Task requirements: Can you pull out the lines below, unchanged, starting with the line that contains "Study the image above carefully. Whereabouts is the woven" and running up to and including the final line?

Records for this exercise:
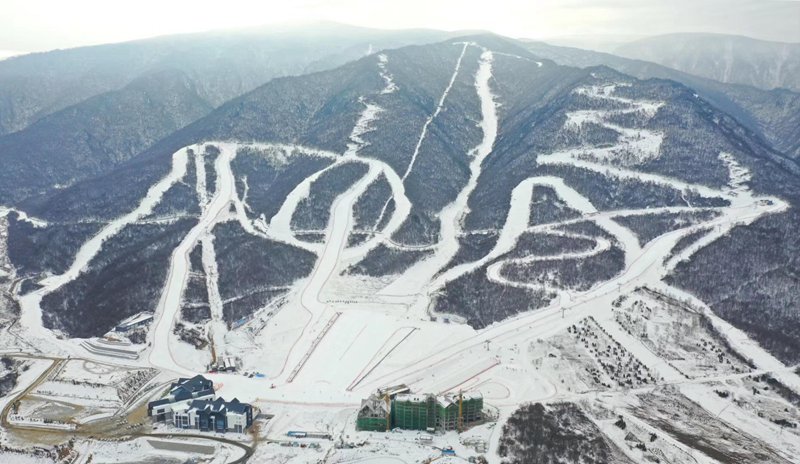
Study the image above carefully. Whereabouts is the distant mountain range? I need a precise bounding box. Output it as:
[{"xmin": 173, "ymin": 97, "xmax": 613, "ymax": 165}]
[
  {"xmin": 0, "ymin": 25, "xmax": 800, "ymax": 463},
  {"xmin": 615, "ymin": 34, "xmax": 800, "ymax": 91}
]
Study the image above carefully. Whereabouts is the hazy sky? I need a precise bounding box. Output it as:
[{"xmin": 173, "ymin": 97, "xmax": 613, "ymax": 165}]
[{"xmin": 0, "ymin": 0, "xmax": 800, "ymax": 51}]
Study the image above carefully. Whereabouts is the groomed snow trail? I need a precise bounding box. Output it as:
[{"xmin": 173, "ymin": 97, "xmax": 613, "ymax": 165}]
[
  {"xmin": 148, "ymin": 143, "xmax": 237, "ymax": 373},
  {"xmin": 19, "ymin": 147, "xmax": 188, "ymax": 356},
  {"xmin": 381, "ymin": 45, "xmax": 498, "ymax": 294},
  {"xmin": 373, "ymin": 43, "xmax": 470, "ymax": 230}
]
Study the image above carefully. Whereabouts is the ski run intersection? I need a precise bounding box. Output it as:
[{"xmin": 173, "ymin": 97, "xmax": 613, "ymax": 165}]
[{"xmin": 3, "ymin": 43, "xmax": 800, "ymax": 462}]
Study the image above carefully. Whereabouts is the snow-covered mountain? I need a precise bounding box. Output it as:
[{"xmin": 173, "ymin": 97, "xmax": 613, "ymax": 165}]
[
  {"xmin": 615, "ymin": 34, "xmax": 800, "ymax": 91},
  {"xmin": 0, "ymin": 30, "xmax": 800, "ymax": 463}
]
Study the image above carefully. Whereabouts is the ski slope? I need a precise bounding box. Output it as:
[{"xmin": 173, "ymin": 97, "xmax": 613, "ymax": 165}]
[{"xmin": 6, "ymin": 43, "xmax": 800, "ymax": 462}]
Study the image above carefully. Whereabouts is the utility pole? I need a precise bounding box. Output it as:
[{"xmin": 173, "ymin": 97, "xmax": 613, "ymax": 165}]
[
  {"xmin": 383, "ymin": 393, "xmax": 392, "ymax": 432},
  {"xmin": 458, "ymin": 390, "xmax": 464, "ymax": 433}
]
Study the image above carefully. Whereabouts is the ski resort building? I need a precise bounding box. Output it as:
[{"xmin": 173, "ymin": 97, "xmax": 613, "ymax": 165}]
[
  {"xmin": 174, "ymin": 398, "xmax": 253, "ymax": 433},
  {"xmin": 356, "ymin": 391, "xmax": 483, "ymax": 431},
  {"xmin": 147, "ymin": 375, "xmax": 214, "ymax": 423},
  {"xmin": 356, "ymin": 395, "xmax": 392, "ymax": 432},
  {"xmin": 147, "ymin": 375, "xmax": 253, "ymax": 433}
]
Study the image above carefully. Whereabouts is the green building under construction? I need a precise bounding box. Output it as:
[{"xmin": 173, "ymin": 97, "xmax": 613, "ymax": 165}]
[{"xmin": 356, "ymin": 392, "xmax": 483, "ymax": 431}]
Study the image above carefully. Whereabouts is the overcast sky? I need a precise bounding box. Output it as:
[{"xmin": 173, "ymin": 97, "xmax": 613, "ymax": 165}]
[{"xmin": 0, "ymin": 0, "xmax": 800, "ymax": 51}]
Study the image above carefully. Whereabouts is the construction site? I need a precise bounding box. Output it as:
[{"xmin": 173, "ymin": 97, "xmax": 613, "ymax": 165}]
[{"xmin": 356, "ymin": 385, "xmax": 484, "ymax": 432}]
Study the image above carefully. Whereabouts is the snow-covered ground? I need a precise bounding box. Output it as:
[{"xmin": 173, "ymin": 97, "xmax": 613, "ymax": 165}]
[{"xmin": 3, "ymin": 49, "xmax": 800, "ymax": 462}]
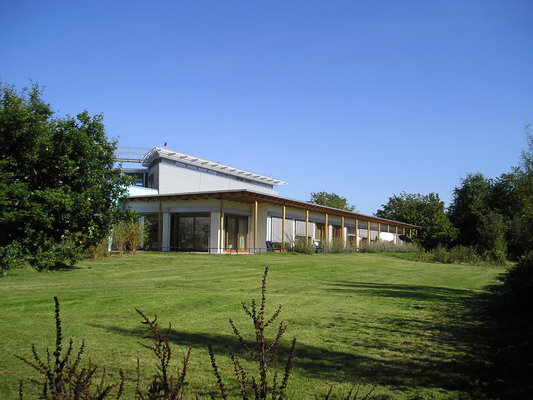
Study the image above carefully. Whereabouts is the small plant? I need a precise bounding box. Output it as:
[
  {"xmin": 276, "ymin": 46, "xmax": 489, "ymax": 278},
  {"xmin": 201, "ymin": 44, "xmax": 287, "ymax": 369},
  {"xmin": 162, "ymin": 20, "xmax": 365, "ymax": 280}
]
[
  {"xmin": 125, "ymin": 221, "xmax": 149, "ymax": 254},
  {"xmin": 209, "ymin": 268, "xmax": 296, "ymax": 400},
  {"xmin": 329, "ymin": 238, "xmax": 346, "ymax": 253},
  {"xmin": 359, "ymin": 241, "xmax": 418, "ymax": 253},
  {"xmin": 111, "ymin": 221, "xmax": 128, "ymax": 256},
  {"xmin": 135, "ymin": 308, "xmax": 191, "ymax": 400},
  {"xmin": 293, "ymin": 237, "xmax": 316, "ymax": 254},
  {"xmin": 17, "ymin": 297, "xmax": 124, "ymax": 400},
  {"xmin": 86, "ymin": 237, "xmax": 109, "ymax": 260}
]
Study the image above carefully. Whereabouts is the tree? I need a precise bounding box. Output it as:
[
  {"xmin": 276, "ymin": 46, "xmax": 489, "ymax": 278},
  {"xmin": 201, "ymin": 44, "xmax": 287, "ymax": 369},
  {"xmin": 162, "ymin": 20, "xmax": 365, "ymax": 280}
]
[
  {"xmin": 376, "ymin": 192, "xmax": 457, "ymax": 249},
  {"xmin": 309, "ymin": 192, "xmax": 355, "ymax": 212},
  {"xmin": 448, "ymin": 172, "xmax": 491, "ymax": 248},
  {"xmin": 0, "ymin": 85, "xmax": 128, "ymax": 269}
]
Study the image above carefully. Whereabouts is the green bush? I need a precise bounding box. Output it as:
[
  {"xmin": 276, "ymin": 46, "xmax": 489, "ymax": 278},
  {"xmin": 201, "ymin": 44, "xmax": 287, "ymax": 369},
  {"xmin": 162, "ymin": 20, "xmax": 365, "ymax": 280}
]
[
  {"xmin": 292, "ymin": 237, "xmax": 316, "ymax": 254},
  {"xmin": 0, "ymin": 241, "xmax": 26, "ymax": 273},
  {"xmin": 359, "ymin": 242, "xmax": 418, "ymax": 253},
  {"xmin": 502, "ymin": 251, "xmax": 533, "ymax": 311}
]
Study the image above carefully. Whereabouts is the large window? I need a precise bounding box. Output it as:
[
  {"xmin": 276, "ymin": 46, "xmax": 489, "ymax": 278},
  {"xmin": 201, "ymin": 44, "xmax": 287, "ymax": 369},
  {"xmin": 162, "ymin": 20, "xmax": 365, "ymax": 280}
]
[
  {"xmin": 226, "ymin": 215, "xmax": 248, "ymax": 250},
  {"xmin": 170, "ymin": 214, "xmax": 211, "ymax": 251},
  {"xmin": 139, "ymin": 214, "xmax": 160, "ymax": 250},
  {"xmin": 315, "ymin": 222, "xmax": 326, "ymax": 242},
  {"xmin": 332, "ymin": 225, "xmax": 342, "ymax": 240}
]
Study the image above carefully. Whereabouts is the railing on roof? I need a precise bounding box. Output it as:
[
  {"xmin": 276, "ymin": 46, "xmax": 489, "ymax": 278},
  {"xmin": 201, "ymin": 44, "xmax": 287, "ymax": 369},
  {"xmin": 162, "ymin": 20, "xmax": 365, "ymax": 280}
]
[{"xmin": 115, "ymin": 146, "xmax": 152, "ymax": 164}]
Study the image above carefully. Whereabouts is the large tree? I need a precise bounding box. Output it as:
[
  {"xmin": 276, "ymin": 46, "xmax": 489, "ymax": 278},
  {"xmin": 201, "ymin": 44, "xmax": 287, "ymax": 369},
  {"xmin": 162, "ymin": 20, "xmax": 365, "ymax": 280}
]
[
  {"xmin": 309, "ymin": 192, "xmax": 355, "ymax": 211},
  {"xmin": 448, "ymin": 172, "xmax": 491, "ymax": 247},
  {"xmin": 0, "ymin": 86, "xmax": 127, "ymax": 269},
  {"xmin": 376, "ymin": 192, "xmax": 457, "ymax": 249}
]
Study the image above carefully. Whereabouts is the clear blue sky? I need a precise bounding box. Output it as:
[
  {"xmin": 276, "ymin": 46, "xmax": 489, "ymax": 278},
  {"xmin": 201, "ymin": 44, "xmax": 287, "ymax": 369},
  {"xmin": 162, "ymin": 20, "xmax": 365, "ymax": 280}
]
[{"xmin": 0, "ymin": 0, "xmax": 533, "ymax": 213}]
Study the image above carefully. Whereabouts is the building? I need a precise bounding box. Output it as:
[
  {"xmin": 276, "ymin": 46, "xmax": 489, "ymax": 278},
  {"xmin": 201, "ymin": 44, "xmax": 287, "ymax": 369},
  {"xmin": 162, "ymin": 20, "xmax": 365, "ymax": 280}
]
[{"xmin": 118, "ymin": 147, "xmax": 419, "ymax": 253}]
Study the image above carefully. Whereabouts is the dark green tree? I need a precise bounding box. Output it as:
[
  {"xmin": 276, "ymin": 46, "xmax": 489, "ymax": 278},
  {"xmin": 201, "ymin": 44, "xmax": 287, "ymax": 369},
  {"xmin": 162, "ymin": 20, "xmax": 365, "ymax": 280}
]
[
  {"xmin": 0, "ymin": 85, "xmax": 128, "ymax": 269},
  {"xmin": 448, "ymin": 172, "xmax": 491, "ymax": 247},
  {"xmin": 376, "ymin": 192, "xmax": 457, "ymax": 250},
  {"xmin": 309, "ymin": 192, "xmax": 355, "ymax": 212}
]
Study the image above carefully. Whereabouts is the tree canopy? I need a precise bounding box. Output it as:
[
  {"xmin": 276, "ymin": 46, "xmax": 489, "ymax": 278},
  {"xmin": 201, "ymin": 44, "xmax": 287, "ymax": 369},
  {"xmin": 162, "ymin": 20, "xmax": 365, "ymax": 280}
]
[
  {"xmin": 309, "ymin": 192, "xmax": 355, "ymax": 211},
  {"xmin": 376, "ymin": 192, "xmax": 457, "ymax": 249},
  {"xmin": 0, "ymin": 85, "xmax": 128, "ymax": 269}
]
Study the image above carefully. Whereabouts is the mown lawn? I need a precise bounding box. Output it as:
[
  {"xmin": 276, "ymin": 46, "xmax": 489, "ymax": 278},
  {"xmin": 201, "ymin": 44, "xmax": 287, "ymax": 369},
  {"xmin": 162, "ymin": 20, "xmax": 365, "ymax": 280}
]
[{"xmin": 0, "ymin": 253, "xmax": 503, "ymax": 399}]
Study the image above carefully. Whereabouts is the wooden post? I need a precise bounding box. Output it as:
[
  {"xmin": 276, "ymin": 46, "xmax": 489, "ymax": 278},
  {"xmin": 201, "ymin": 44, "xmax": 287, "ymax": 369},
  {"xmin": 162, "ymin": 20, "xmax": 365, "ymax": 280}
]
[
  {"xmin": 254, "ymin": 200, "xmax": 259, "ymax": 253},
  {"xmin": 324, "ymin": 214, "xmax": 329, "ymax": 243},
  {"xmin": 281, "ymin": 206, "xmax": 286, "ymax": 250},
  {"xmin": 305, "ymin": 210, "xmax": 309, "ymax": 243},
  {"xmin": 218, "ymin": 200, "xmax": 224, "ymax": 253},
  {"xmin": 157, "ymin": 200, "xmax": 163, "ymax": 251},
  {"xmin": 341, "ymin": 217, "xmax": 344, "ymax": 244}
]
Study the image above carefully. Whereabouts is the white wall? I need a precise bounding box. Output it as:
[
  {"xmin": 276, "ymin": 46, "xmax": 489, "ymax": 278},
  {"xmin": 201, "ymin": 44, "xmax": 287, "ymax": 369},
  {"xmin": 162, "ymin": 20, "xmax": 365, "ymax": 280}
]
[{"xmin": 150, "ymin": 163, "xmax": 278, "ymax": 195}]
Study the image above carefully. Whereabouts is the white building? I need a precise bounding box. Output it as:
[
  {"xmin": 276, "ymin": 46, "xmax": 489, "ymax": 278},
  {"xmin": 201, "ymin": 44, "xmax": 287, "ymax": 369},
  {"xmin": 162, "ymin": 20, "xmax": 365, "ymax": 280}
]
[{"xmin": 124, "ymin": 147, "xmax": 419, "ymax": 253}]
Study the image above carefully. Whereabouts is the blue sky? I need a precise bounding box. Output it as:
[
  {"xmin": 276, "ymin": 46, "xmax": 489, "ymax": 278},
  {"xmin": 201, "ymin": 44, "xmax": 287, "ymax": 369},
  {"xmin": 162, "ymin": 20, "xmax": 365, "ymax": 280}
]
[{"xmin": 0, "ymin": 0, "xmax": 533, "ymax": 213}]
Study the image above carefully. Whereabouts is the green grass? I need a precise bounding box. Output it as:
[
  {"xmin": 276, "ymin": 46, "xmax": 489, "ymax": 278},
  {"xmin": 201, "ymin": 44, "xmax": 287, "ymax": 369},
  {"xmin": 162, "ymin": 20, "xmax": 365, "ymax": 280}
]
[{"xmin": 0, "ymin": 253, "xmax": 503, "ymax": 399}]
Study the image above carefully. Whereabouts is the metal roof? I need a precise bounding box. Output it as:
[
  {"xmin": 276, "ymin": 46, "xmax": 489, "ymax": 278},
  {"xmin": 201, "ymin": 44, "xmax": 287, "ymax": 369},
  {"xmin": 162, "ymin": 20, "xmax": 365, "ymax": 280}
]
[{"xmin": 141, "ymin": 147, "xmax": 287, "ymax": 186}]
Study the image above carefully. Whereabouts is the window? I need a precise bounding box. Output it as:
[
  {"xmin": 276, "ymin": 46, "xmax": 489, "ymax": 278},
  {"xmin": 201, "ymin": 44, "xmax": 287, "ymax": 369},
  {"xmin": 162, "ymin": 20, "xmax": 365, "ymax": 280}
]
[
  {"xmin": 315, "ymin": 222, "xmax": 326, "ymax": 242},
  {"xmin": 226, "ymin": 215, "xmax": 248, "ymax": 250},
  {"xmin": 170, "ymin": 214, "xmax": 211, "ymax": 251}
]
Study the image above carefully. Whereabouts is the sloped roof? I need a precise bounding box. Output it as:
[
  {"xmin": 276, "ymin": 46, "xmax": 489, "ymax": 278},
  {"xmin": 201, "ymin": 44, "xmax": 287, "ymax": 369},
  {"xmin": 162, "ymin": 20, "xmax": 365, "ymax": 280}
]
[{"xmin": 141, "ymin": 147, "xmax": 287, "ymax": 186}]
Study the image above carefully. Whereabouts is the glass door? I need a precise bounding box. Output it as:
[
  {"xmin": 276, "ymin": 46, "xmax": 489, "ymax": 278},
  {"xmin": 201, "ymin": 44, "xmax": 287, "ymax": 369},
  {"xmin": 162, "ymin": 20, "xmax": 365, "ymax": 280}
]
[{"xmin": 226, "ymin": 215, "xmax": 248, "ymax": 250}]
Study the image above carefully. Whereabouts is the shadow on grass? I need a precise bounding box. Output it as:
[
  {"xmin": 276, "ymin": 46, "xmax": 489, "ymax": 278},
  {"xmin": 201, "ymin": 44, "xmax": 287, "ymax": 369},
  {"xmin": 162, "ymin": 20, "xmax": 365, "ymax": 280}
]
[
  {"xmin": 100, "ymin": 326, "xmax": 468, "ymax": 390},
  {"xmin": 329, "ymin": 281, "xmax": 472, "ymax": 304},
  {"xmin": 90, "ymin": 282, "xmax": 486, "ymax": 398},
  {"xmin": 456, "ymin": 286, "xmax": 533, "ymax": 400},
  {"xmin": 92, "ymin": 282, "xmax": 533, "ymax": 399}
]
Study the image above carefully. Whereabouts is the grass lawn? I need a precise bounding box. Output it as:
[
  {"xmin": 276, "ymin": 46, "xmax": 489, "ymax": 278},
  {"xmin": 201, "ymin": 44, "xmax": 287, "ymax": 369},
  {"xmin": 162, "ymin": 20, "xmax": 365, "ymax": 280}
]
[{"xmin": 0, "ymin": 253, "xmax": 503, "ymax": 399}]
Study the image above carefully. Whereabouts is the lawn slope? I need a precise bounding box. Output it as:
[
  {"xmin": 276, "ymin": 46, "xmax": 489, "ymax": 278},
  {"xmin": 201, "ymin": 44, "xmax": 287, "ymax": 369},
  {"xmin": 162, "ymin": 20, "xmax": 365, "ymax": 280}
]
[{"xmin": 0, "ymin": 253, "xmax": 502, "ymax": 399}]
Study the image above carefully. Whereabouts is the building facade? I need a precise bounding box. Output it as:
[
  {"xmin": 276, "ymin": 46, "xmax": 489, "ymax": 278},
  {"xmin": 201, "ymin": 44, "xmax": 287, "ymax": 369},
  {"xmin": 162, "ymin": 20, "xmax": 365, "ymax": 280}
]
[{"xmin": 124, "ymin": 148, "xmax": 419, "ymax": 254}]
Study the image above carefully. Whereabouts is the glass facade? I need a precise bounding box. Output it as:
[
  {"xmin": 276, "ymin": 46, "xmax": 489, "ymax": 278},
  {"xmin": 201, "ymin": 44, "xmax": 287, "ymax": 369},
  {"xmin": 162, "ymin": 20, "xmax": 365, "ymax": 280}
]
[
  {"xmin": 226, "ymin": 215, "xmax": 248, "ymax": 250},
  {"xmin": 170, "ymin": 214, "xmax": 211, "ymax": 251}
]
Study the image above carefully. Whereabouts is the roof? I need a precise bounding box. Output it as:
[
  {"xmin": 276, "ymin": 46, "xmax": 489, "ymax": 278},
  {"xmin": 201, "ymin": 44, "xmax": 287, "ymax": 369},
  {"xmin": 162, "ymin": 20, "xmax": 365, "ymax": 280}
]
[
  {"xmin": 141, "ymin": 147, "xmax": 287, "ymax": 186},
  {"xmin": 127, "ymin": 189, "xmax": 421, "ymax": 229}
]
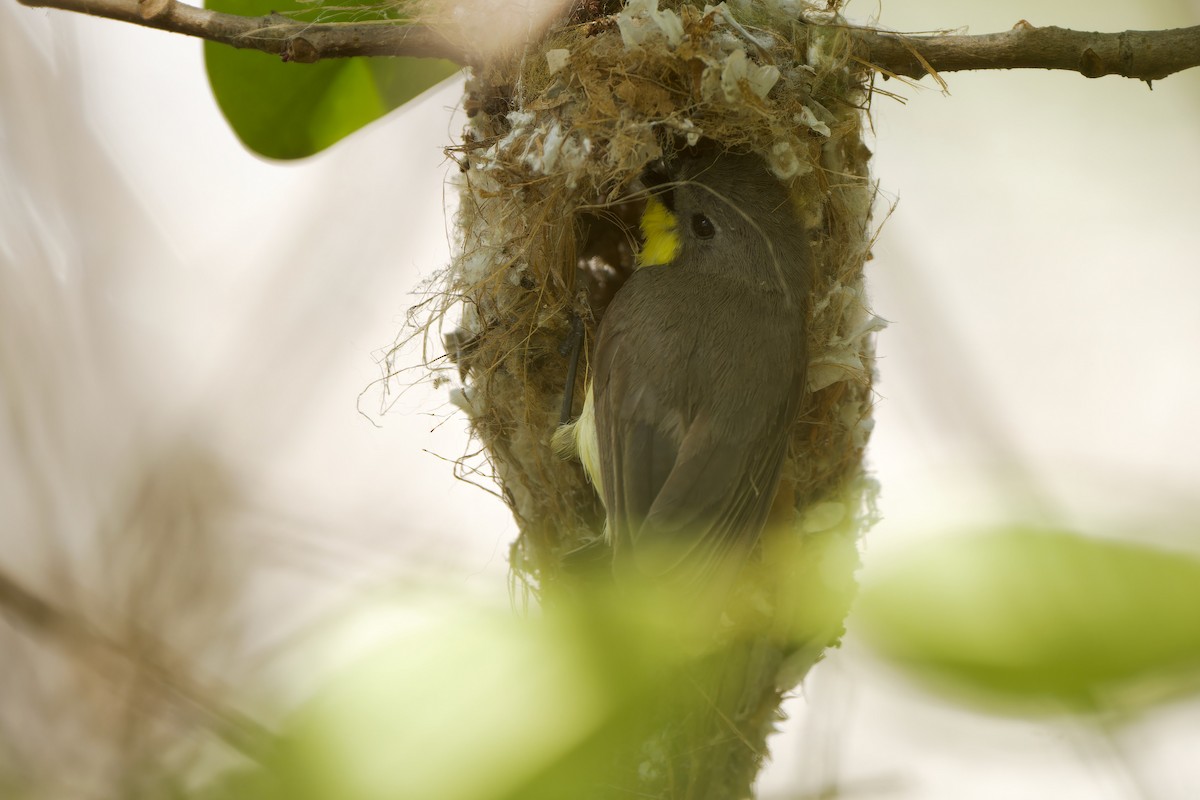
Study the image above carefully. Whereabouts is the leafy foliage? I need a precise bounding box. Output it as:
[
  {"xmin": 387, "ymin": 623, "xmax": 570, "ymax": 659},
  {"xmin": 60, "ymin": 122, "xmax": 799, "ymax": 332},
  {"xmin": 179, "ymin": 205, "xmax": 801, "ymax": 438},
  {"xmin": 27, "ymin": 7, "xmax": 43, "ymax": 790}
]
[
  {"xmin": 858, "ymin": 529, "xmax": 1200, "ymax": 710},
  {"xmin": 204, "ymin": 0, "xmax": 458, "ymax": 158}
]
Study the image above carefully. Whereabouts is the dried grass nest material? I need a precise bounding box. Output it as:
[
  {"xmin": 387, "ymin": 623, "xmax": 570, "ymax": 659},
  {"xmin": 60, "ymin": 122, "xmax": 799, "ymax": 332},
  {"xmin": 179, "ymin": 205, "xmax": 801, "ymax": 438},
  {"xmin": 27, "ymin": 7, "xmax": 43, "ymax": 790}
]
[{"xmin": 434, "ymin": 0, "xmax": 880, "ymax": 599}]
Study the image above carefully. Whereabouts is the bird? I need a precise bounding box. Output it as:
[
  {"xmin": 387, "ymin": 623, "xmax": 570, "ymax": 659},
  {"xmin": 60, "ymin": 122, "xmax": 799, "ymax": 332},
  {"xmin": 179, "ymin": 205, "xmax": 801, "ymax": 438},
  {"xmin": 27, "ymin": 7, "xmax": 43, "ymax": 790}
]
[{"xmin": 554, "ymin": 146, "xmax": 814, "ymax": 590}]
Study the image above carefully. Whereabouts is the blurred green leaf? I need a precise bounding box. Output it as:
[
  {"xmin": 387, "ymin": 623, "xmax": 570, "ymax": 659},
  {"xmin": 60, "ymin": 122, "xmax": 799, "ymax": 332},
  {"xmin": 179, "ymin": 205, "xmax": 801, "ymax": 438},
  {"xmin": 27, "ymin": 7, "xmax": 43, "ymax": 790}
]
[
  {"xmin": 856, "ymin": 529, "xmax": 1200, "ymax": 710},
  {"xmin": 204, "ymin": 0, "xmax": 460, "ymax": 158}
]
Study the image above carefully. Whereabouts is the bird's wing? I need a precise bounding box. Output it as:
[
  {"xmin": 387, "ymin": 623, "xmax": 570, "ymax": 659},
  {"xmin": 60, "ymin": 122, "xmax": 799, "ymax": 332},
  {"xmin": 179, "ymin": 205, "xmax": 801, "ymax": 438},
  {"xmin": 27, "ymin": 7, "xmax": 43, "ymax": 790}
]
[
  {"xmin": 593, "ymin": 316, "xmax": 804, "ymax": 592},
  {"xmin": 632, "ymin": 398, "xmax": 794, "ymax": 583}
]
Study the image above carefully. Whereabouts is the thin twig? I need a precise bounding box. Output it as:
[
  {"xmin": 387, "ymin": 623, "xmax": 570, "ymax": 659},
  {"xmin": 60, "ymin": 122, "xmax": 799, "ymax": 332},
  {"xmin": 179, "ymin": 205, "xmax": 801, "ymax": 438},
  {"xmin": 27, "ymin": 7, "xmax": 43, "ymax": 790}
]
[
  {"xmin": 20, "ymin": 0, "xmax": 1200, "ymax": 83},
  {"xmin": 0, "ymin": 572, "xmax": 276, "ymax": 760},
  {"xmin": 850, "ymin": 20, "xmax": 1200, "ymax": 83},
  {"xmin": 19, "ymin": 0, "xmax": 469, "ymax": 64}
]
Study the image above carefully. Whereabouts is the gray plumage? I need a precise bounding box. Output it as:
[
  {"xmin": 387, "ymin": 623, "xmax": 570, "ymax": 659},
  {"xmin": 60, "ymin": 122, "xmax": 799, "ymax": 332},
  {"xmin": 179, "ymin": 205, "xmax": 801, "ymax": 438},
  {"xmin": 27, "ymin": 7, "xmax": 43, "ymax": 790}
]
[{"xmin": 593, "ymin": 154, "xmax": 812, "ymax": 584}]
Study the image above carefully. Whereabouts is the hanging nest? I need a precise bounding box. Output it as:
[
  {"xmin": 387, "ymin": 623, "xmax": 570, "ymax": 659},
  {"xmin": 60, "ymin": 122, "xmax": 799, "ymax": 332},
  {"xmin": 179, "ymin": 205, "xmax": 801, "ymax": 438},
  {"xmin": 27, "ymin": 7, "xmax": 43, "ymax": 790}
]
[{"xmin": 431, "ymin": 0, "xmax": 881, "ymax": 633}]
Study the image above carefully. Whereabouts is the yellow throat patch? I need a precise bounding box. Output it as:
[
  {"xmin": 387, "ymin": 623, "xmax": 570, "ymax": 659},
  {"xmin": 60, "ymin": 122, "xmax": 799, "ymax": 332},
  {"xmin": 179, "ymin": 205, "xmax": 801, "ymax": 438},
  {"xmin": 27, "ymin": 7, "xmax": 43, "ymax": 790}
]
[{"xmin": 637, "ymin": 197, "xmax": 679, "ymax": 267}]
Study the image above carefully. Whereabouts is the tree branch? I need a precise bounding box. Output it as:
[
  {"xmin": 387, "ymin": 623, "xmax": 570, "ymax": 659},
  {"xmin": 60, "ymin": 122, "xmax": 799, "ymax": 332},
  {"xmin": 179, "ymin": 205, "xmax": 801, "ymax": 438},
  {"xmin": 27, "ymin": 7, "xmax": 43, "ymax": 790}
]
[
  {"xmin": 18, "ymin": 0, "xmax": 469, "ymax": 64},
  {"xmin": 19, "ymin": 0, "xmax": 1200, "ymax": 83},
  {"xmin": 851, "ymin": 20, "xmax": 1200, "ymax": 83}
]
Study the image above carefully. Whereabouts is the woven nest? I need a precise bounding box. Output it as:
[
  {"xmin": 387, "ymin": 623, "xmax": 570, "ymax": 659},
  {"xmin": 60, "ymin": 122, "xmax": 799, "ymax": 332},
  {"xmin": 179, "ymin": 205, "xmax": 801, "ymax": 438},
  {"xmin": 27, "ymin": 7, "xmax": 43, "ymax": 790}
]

Expected answer:
Study the image above carefully. Whereabouts is the woven nest? I need a precise bounding box. Output it as:
[
  {"xmin": 387, "ymin": 623, "xmax": 570, "ymax": 659},
  {"xmin": 60, "ymin": 122, "xmax": 799, "ymax": 332},
  {"xmin": 179, "ymin": 205, "xmax": 801, "ymax": 438},
  {"xmin": 27, "ymin": 7, "xmax": 43, "ymax": 790}
]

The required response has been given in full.